*What the task asks:*
Within the listing below, how many lines include the string "each"? Reply with only the number.

*Task input:*
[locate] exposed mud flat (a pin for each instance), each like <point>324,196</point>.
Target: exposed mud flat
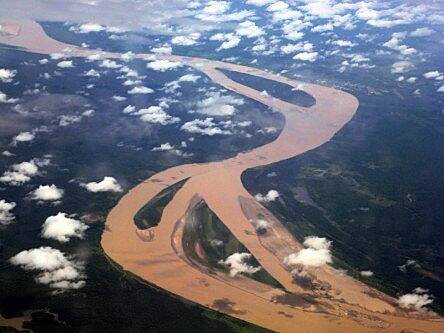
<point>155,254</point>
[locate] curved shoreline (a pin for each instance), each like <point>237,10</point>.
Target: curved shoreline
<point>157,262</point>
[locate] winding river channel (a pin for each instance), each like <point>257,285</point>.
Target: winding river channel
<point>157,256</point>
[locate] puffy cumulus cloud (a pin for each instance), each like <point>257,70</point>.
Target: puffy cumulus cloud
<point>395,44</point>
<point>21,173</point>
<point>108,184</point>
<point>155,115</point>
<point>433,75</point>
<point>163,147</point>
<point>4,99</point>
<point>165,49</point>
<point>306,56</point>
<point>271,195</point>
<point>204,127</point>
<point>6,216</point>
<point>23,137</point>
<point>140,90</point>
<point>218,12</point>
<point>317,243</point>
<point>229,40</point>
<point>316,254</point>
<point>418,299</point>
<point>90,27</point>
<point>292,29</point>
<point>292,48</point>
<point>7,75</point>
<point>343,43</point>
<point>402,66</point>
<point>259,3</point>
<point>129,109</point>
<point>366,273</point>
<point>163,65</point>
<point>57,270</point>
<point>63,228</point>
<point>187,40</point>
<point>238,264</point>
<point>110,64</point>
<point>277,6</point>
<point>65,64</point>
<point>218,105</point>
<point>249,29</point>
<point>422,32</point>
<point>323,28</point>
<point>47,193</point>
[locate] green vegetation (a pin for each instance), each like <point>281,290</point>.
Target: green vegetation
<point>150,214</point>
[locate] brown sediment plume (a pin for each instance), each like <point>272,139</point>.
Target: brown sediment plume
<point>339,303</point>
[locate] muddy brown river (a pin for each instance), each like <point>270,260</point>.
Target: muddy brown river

*Solution for this task:*
7